Task description:
Filter the records down to the lines that hold the word "below", and copy each of those lines.

Study material:

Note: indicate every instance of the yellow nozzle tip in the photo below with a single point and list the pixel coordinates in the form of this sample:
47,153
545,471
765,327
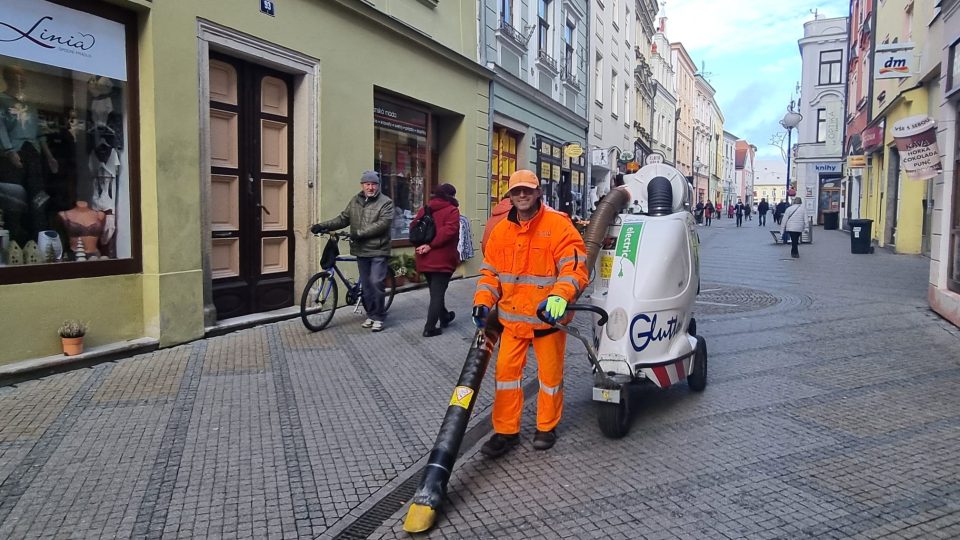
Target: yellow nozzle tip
419,518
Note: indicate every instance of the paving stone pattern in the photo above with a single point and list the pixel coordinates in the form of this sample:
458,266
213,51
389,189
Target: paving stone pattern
831,412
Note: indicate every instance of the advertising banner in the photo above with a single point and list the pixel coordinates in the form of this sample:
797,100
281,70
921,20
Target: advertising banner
51,34
916,139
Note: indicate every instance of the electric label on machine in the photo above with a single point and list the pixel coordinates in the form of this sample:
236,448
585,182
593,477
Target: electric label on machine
606,266
628,241
461,397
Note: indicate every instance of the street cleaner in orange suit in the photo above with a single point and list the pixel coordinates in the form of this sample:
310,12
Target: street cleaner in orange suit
533,258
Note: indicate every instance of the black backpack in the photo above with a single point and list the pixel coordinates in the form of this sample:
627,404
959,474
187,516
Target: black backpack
423,230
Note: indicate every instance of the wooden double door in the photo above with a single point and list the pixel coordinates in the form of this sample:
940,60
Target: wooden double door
251,191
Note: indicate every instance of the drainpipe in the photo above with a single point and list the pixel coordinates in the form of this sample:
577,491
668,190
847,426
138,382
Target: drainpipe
586,112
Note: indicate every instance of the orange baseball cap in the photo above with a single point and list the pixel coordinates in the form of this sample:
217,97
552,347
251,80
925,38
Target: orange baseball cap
524,178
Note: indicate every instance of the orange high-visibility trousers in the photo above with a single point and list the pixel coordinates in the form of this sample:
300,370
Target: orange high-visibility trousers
508,399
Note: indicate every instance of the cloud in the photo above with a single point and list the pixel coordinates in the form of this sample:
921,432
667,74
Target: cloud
749,48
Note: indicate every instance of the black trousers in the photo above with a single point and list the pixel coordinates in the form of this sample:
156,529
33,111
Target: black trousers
794,242
437,312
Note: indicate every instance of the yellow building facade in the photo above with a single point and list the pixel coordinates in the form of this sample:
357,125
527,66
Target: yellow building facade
179,161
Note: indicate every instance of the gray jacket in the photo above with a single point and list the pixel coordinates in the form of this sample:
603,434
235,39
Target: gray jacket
369,219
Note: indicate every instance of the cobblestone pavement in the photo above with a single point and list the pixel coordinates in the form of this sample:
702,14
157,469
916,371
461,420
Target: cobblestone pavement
831,411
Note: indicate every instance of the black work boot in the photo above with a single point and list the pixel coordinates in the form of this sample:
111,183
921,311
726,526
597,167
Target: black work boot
544,440
499,444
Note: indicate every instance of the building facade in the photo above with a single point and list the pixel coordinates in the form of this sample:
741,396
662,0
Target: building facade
729,168
685,84
538,51
746,154
176,165
859,96
663,115
819,162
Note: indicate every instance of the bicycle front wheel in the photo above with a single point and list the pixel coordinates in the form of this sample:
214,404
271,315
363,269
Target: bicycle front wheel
390,289
318,301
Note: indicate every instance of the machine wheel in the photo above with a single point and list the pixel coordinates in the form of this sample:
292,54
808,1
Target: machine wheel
698,379
614,418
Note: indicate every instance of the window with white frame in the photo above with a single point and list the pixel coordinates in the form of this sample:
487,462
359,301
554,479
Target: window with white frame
506,12
569,31
626,105
613,93
598,81
821,125
830,65
543,26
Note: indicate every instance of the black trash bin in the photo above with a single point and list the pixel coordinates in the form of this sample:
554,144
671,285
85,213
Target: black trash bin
831,221
860,235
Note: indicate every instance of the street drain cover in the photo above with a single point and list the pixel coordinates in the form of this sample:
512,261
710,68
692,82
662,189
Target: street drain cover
721,299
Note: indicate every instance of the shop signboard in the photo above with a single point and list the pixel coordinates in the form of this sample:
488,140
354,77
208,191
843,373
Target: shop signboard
872,138
916,139
893,60
55,35
857,161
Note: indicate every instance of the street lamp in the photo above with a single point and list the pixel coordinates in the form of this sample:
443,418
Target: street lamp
790,120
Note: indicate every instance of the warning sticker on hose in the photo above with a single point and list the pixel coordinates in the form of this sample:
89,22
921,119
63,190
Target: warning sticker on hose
461,397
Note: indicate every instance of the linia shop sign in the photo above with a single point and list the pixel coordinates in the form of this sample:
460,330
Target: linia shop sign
916,138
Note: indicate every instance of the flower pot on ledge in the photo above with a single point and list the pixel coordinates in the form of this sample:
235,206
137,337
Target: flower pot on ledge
72,346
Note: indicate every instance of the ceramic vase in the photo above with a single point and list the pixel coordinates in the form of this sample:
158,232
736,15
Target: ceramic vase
47,239
72,346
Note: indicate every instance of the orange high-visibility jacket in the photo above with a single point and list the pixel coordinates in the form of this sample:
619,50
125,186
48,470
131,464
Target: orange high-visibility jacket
525,262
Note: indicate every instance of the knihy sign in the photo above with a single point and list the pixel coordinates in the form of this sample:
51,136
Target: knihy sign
54,35
893,61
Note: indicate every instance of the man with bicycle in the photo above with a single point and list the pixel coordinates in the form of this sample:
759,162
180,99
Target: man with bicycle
369,215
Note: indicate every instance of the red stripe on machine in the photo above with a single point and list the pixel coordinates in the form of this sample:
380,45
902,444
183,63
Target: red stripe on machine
660,372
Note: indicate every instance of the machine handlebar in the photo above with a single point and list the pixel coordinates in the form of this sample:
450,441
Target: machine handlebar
541,314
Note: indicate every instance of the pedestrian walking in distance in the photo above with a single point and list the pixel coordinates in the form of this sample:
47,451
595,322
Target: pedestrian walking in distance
369,215
794,219
534,259
762,210
438,259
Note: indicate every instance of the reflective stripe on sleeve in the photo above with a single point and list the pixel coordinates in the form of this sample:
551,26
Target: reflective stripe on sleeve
572,281
491,289
513,317
517,279
552,390
508,385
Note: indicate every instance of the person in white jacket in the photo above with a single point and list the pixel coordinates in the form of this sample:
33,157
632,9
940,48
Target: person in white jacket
794,219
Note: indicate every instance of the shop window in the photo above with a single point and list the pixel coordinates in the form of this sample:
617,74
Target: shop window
503,163
403,157
68,193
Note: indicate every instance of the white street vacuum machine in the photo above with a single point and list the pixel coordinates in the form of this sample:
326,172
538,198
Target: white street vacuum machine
643,247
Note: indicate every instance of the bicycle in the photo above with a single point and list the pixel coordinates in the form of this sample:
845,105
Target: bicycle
321,295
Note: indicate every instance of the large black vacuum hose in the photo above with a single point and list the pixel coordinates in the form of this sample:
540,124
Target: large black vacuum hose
612,204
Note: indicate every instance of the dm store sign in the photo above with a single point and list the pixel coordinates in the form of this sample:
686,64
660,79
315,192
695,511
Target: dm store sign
54,35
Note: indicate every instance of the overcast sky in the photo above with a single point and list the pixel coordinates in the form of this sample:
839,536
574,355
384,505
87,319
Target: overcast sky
751,55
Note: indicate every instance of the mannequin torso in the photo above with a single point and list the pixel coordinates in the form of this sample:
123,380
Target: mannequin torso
84,224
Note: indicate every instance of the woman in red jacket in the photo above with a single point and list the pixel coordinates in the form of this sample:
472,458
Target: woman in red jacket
438,259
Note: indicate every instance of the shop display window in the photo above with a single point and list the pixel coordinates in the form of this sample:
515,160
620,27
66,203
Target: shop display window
65,174
402,157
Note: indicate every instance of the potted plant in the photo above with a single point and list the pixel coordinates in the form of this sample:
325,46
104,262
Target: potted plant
71,335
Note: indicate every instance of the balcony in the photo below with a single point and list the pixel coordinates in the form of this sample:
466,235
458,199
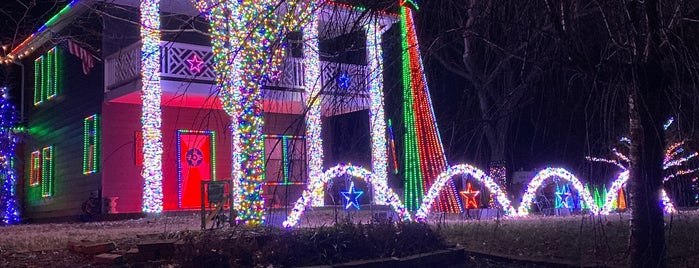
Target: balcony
187,70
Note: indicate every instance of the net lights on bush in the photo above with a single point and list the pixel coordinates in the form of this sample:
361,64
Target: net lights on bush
151,115
382,191
9,204
475,173
424,153
543,175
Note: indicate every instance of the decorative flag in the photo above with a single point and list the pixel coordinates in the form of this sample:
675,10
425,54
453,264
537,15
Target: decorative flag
83,54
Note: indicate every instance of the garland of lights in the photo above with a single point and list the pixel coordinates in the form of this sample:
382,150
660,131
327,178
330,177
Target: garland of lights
311,76
382,191
379,150
9,204
463,169
151,114
422,135
414,189
212,148
530,190
673,159
244,41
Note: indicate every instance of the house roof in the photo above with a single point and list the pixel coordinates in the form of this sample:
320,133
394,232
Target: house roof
56,23
77,7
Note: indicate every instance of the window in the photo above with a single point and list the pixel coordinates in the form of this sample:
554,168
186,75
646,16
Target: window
91,148
285,159
41,173
35,166
47,171
47,76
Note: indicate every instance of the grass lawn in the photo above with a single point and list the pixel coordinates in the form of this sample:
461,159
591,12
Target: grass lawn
578,240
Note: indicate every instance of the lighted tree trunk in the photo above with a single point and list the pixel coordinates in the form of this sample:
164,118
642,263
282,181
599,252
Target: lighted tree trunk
646,238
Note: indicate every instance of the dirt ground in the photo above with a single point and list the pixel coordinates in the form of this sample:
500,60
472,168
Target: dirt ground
578,240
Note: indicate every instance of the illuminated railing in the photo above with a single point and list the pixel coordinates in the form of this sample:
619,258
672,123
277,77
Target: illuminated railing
192,63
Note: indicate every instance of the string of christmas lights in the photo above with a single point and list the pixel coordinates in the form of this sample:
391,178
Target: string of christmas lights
463,169
91,146
245,41
672,159
311,76
377,120
424,153
382,191
151,114
9,204
543,175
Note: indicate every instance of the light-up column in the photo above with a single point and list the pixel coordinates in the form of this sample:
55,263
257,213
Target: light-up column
379,152
312,83
151,113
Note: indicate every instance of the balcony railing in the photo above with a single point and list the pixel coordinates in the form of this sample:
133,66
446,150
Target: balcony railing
180,62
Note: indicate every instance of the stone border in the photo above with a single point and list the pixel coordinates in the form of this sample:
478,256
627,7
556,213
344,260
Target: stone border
439,258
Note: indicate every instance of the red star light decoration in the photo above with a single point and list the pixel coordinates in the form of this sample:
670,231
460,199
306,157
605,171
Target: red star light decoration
351,197
195,63
470,196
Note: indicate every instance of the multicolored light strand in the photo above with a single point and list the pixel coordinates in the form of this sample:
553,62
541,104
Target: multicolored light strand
463,169
673,159
151,114
311,76
340,170
47,172
245,43
377,120
212,148
424,154
91,144
9,204
543,175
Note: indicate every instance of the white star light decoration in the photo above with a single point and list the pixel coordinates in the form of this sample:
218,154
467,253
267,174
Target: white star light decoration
195,63
351,197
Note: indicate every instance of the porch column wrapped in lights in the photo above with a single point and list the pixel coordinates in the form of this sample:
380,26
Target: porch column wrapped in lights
245,37
151,113
312,84
379,151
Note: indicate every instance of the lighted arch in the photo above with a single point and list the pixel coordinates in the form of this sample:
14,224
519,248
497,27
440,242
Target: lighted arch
381,189
538,180
621,180
462,169
613,192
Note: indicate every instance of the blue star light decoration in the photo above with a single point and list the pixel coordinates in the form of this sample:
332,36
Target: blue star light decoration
351,197
344,80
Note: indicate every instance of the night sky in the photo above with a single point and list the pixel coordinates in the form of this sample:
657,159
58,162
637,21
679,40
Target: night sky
558,124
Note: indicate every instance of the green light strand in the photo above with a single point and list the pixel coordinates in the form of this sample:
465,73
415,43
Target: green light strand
413,175
47,171
91,144
37,80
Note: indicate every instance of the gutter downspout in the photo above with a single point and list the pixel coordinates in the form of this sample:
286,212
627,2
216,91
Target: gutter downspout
21,116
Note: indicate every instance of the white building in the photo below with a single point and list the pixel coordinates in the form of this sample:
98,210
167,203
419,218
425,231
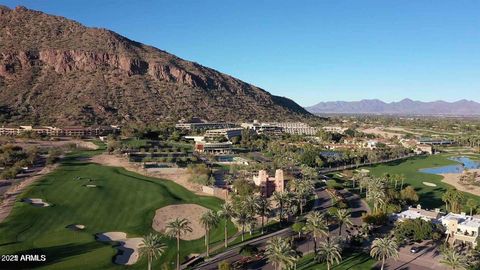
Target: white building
461,228
334,129
224,132
417,212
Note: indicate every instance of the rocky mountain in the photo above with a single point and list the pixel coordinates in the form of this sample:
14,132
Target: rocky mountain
403,107
57,71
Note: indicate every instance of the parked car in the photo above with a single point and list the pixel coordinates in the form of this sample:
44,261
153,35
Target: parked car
415,249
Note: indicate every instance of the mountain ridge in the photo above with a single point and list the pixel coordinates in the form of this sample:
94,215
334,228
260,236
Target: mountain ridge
405,106
56,71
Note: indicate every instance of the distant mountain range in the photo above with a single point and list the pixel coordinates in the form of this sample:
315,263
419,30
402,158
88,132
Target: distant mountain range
58,72
404,107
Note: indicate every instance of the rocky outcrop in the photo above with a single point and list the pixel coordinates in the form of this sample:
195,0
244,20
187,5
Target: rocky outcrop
57,71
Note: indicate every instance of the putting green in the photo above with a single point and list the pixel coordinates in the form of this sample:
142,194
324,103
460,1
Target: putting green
123,201
430,196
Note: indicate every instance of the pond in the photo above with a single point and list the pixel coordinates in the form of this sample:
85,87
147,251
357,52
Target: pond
465,163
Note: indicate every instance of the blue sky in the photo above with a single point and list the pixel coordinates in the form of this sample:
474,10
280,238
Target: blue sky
309,51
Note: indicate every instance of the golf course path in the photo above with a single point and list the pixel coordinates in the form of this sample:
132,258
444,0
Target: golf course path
12,194
128,248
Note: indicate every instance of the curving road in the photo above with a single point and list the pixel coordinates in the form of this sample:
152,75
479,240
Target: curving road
322,203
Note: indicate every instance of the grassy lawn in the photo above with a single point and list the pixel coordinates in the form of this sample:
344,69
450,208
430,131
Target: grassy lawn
353,261
430,197
124,201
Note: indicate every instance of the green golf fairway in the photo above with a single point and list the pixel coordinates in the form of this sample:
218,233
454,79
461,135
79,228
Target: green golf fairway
123,201
430,197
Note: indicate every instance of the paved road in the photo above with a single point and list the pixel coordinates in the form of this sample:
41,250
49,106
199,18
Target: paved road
427,258
322,203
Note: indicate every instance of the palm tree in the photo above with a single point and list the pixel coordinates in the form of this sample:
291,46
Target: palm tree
453,259
317,226
472,204
177,228
329,252
281,198
376,193
384,248
243,219
280,253
208,220
152,246
343,218
226,213
263,209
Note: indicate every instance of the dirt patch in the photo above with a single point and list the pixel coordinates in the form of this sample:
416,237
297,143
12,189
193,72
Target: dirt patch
429,184
380,132
454,180
192,212
11,195
177,175
36,202
128,248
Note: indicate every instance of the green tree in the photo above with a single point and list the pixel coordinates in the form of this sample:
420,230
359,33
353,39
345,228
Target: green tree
209,220
263,209
342,216
453,259
408,194
298,227
152,247
472,204
280,253
226,213
329,252
224,265
317,226
384,248
177,228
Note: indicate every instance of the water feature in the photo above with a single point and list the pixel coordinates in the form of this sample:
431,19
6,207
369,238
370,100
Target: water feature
465,163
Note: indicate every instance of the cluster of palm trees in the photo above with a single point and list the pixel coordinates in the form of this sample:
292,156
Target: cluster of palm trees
153,245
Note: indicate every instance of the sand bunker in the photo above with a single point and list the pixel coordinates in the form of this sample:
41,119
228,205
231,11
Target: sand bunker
128,248
36,202
192,212
454,180
429,184
178,175
76,227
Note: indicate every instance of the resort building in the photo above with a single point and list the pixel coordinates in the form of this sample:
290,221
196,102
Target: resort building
223,132
268,184
461,228
197,123
424,148
297,128
334,129
263,128
417,212
58,132
214,148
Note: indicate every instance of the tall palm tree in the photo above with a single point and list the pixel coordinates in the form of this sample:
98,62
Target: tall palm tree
343,218
317,226
472,204
226,213
281,198
208,220
280,253
152,247
384,248
177,228
453,259
243,218
376,193
263,209
329,252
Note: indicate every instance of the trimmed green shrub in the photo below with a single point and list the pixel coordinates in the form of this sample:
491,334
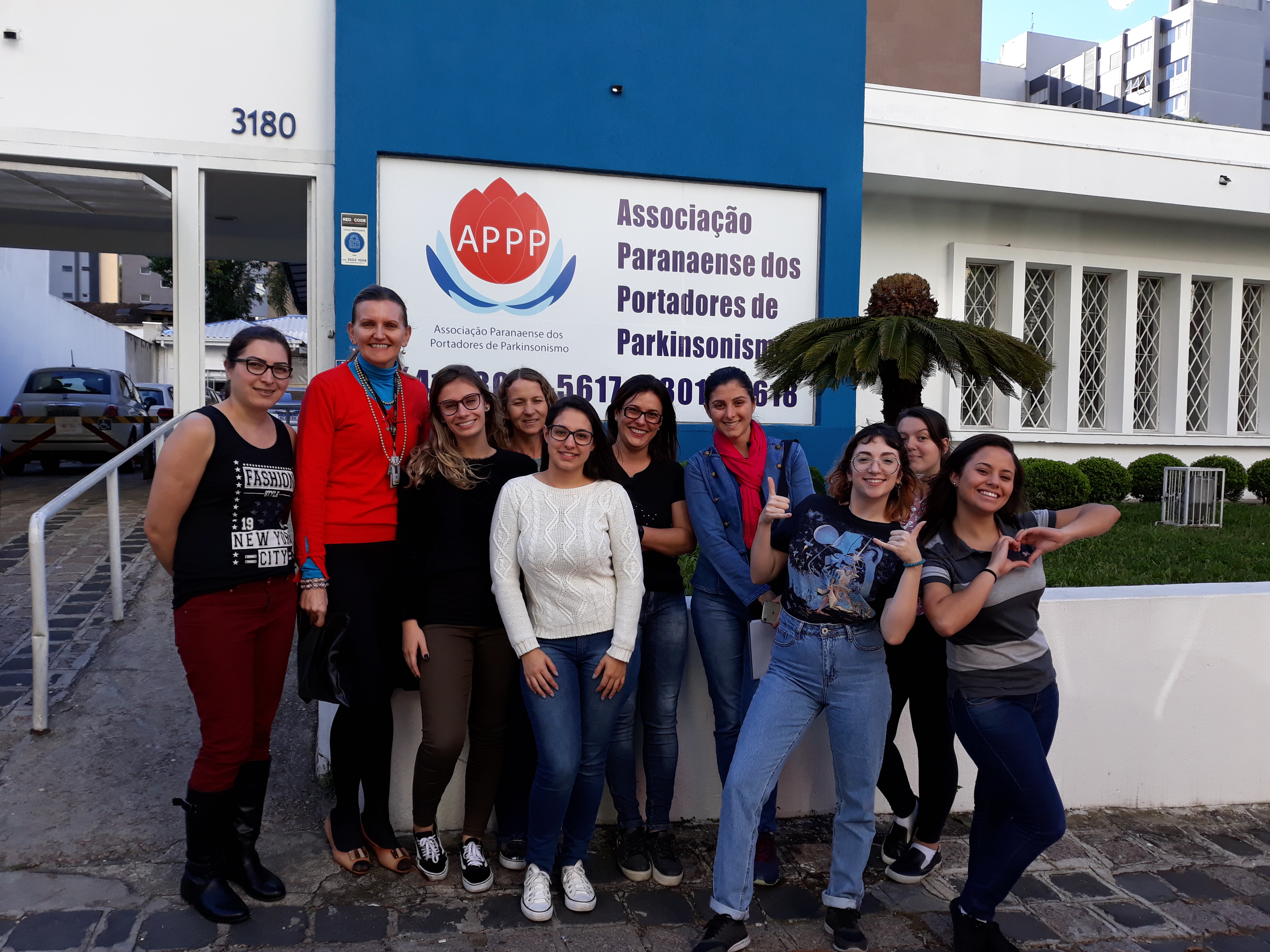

Response to the task:
Note: indicate every instance of the yellow nozzle tip in the photo below with a single point and list the pixel coordinates in the form of this sample:
Note: indicate every instance of the balcony in the photo below with a single point and list the pixel coordinates in the form of this sample:
Note: indicate every instance of the white building in the photo below with a single point and list the pixel coordinates in the form of this sample:
Note: indicate every instance of the trimmed green shrub in the photo below with a single point and list the pixel coordinates in the form of this sample:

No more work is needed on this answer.